EXERCISE DESCRIPTION |
Take the lines from the first one up to and including the line with "positive clicks: (566, 103)", and swap "positive clicks" for "foreground clicks". Write out only those lines, with nothing else altered.

MATERIAL FOR THE TASK |
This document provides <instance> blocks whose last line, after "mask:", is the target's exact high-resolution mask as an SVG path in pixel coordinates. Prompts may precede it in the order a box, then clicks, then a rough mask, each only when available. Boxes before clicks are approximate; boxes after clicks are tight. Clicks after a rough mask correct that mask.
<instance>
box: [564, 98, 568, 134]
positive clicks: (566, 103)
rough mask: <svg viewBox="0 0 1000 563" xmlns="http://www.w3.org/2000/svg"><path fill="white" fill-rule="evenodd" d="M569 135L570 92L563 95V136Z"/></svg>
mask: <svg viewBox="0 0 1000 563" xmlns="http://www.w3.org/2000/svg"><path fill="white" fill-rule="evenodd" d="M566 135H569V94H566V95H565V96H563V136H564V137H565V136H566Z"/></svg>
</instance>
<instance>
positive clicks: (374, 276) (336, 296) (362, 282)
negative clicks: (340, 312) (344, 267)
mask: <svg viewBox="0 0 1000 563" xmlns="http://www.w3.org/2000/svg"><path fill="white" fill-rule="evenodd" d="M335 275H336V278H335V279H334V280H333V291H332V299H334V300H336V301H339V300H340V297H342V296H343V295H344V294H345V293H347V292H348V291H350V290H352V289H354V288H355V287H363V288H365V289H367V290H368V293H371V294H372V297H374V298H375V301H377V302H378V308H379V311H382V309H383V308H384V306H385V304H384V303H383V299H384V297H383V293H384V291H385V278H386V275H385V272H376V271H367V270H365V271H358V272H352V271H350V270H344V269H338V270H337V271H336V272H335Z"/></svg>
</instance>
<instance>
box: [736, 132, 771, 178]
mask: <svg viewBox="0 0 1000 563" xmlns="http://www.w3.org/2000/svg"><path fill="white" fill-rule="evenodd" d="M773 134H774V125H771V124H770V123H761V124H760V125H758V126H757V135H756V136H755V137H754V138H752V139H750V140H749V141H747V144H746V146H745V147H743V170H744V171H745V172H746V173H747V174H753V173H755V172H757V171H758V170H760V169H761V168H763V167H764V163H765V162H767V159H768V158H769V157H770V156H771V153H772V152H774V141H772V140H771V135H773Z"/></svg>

ANSWER SECTION |
This document provides <instance> blocks whose last line, after "mask:", is the target's exact high-resolution mask as an SVG path in pixel coordinates. Prompts may precede it in the order a box, then clicks, then a rough mask, each only when available. Boxes before clicks are approximate; boxes after clicks are tight. Clicks after a rough mask correct that mask.
<instance>
box: [564, 98, 568, 134]
foreground clicks: (566, 103)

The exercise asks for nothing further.